● **Saved data entries**:
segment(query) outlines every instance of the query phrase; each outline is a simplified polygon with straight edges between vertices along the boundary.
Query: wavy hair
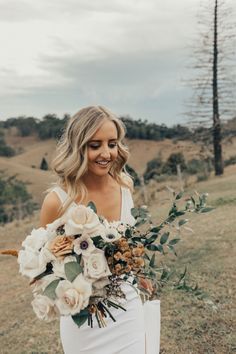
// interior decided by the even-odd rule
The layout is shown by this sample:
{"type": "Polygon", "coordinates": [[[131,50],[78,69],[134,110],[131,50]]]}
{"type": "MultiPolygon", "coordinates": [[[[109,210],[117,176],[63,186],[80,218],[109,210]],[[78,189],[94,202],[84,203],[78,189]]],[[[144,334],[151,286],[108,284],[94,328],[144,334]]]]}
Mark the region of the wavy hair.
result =
{"type": "Polygon", "coordinates": [[[63,205],[63,211],[73,201],[80,198],[78,200],[80,203],[88,196],[88,190],[81,179],[88,170],[87,143],[107,119],[114,122],[118,134],[118,156],[109,173],[119,184],[130,188],[127,177],[131,176],[125,169],[129,158],[128,148],[123,143],[126,134],[125,125],[103,106],[82,108],[68,121],[52,161],[52,169],[58,177],[56,184],[66,190],[69,196],[63,205]]]}

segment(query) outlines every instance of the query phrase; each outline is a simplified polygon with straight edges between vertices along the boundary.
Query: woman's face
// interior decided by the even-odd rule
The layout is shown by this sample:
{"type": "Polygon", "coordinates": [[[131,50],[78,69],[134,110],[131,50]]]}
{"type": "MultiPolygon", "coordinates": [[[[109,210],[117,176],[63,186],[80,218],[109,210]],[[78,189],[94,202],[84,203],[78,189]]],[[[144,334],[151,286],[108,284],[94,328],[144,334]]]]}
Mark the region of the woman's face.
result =
{"type": "Polygon", "coordinates": [[[118,156],[118,133],[115,123],[105,120],[88,141],[88,171],[102,176],[107,174],[118,156]]]}

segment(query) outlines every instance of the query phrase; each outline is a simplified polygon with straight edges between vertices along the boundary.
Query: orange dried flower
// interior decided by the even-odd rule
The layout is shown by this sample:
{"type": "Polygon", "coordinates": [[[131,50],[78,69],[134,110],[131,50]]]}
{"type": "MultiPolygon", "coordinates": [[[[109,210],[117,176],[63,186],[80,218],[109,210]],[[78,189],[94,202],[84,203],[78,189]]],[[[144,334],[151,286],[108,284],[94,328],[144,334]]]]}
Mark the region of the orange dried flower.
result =
{"type": "Polygon", "coordinates": [[[118,251],[114,254],[114,258],[116,261],[123,260],[123,255],[121,252],[118,251]]]}
{"type": "Polygon", "coordinates": [[[130,265],[127,265],[124,269],[126,273],[129,273],[132,270],[132,267],[130,265]]]}
{"type": "Polygon", "coordinates": [[[55,257],[64,258],[73,250],[73,236],[57,236],[52,240],[49,249],[55,257]]]}
{"type": "Polygon", "coordinates": [[[135,257],[134,258],[134,267],[140,268],[144,266],[144,260],[141,257],[135,257]]]}
{"type": "Polygon", "coordinates": [[[115,265],[115,273],[119,275],[121,273],[122,266],[118,263],[115,265]]]}

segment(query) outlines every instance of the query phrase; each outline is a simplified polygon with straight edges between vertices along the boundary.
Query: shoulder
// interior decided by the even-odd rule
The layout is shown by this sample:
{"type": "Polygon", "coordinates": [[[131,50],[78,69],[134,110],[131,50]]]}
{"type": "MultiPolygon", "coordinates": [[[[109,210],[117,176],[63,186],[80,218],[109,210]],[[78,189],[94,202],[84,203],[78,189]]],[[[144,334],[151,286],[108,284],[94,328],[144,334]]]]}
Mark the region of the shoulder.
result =
{"type": "Polygon", "coordinates": [[[126,184],[127,187],[130,189],[131,193],[133,193],[134,192],[133,179],[124,172],[121,173],[121,178],[122,178],[122,181],[124,182],[124,184],[126,184]]]}
{"type": "Polygon", "coordinates": [[[45,227],[60,216],[61,201],[54,191],[49,192],[42,203],[40,225],[45,227]]]}

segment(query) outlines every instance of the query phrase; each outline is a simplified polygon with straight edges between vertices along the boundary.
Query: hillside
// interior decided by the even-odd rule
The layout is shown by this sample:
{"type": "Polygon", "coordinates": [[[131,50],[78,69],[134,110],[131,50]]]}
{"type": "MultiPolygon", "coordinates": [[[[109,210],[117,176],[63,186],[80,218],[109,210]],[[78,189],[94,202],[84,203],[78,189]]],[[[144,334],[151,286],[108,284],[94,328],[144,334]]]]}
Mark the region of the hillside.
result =
{"type": "MultiPolygon", "coordinates": [[[[235,174],[236,166],[230,166],[224,176],[211,177],[190,188],[191,193],[194,190],[209,192],[209,203],[216,210],[202,216],[189,216],[194,233],[184,232],[183,241],[177,247],[179,257],[176,260],[171,256],[168,262],[175,262],[179,270],[187,266],[191,279],[208,298],[201,301],[185,292],[167,289],[161,293],[161,354],[235,351],[235,174]]],[[[150,200],[154,221],[159,223],[166,215],[169,198],[168,191],[162,190],[150,200]]],[[[137,194],[135,199],[139,199],[137,194]]],[[[0,249],[18,249],[25,235],[37,224],[36,213],[31,218],[0,227],[0,249]]],[[[162,261],[159,253],[157,260],[162,261]]],[[[16,259],[2,256],[0,264],[0,352],[62,354],[59,322],[47,324],[36,318],[30,305],[32,294],[28,281],[19,275],[16,259]]]]}
{"type": "MultiPolygon", "coordinates": [[[[8,175],[18,175],[18,178],[29,183],[28,189],[32,193],[35,201],[39,204],[43,199],[43,191],[45,191],[55,177],[49,171],[39,169],[41,160],[46,158],[47,162],[53,157],[56,147],[56,141],[39,140],[36,136],[19,137],[14,130],[6,134],[6,142],[8,145],[19,151],[16,156],[11,158],[0,157],[0,170],[5,171],[8,175]]],[[[130,150],[129,165],[133,167],[139,174],[144,173],[146,164],[151,159],[161,156],[166,160],[173,152],[182,152],[186,160],[199,158],[201,146],[191,141],[174,141],[166,139],[163,141],[126,139],[125,143],[130,150]]],[[[224,157],[229,158],[235,155],[236,138],[227,139],[223,145],[224,157]]]]}

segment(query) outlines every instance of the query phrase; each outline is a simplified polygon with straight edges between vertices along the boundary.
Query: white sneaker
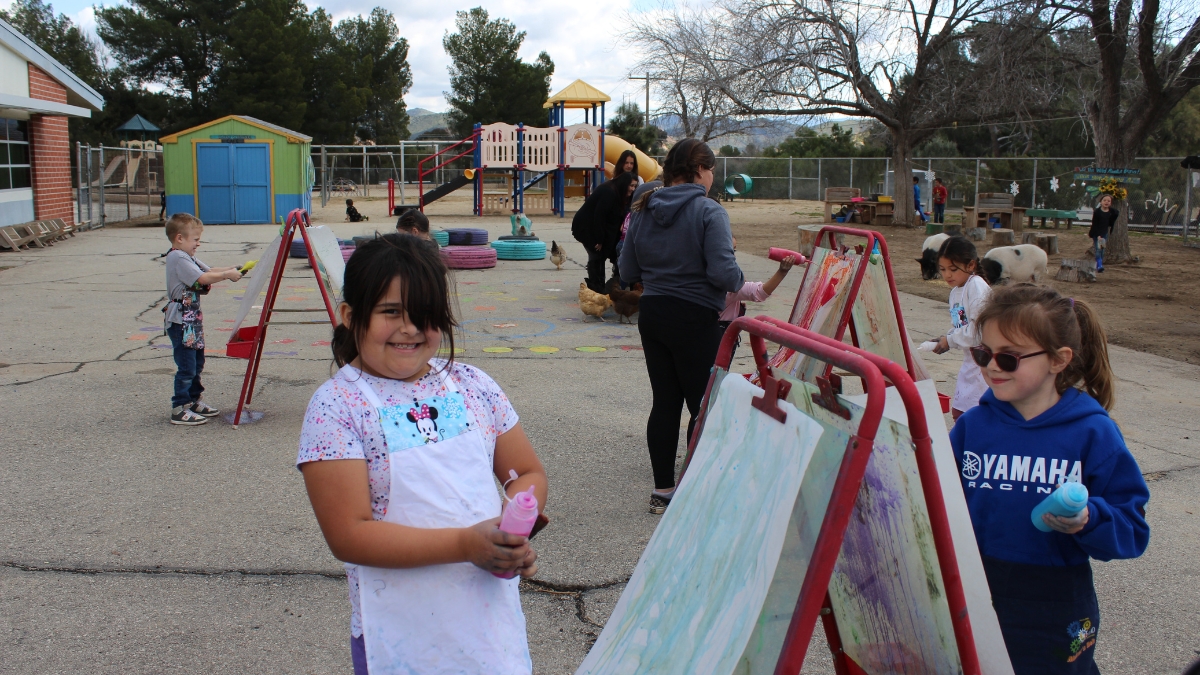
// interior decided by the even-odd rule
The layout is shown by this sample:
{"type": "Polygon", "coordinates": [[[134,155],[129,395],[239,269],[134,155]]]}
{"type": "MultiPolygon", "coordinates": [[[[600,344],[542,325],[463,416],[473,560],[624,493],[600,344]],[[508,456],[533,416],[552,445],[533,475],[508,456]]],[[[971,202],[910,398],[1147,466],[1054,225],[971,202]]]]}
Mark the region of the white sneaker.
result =
{"type": "Polygon", "coordinates": [[[208,418],[197,415],[187,406],[179,406],[171,410],[171,424],[181,424],[187,427],[207,424],[208,418]]]}

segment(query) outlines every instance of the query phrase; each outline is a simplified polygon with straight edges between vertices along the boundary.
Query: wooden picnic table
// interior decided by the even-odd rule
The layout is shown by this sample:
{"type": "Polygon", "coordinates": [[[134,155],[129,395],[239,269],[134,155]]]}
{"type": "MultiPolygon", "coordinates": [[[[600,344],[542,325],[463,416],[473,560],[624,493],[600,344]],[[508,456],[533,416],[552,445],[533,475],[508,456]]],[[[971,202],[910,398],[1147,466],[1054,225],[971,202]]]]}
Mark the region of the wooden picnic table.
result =
{"type": "Polygon", "coordinates": [[[990,229],[988,227],[987,219],[989,216],[995,216],[1000,219],[1000,227],[1012,229],[1014,232],[1020,232],[1022,225],[1025,222],[1025,212],[1027,210],[1028,209],[1023,206],[1013,206],[1003,211],[985,208],[985,210],[979,214],[978,218],[976,218],[975,207],[964,206],[962,219],[963,229],[968,227],[982,227],[984,229],[990,229]]]}
{"type": "Polygon", "coordinates": [[[1029,218],[1029,227],[1033,227],[1033,219],[1041,218],[1042,227],[1046,227],[1046,220],[1054,221],[1054,229],[1058,229],[1058,224],[1061,222],[1067,223],[1067,229],[1071,229],[1071,221],[1079,217],[1075,211],[1060,211],[1058,209],[1029,209],[1025,212],[1025,216],[1029,218]]]}
{"type": "Polygon", "coordinates": [[[825,222],[836,223],[833,215],[834,206],[851,206],[858,209],[858,222],[863,225],[891,225],[895,202],[878,202],[869,200],[845,201],[835,200],[825,202],[825,222]]]}

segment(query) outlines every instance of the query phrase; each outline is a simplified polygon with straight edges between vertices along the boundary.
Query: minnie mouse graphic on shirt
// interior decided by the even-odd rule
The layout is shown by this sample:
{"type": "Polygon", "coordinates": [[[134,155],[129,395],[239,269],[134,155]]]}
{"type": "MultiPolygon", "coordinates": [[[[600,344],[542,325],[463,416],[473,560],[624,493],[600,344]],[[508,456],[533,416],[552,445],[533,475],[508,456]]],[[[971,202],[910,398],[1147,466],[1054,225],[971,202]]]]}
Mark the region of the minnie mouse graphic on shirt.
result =
{"type": "Polygon", "coordinates": [[[392,429],[388,445],[391,450],[417,448],[429,443],[448,441],[471,430],[463,395],[450,392],[445,396],[413,399],[412,405],[384,408],[380,422],[392,429]]]}

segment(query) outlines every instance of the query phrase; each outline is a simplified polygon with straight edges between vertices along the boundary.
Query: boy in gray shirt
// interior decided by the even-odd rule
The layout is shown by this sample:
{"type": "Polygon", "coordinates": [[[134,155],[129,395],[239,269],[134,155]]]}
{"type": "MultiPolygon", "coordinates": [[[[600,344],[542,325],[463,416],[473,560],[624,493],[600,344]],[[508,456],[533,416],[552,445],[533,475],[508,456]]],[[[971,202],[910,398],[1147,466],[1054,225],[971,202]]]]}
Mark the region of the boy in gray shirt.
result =
{"type": "Polygon", "coordinates": [[[204,223],[187,213],[176,213],[167,219],[167,299],[163,308],[163,329],[171,338],[175,356],[175,394],[171,397],[171,424],[196,426],[220,413],[200,400],[204,386],[200,373],[204,370],[204,315],[200,312],[200,296],[208,293],[211,284],[242,278],[236,267],[209,267],[196,260],[204,223]]]}

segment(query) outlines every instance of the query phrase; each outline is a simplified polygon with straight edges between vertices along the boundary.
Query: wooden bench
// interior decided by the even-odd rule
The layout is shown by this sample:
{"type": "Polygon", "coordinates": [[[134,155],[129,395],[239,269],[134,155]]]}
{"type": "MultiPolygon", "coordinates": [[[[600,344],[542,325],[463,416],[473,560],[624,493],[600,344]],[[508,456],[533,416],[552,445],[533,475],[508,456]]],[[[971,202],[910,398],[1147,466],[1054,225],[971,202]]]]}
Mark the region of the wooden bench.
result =
{"type": "Polygon", "coordinates": [[[988,228],[988,220],[995,216],[1000,227],[1020,232],[1025,221],[1025,207],[1013,206],[1013,196],[1007,192],[980,192],[975,206],[963,207],[963,228],[988,228]]]}
{"type": "Polygon", "coordinates": [[[862,190],[853,187],[825,188],[825,222],[834,222],[834,206],[853,204],[855,199],[862,199],[862,190]]]}
{"type": "Polygon", "coordinates": [[[38,232],[30,227],[29,223],[22,225],[5,225],[0,227],[0,246],[20,251],[21,249],[29,248],[30,244],[38,248],[45,248],[45,244],[38,239],[38,232]]]}
{"type": "Polygon", "coordinates": [[[1033,227],[1033,219],[1041,218],[1041,227],[1046,227],[1046,220],[1054,222],[1054,229],[1058,229],[1059,223],[1066,222],[1067,229],[1071,229],[1071,221],[1079,217],[1079,214],[1074,211],[1060,211],[1058,209],[1029,209],[1025,212],[1025,217],[1029,218],[1029,227],[1033,227]]]}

● **What you will do**:
Copy every line of the records above that holds the word "orange".

● **Written response**:
Query: orange dried flower
Mark the region of the orange dried flower.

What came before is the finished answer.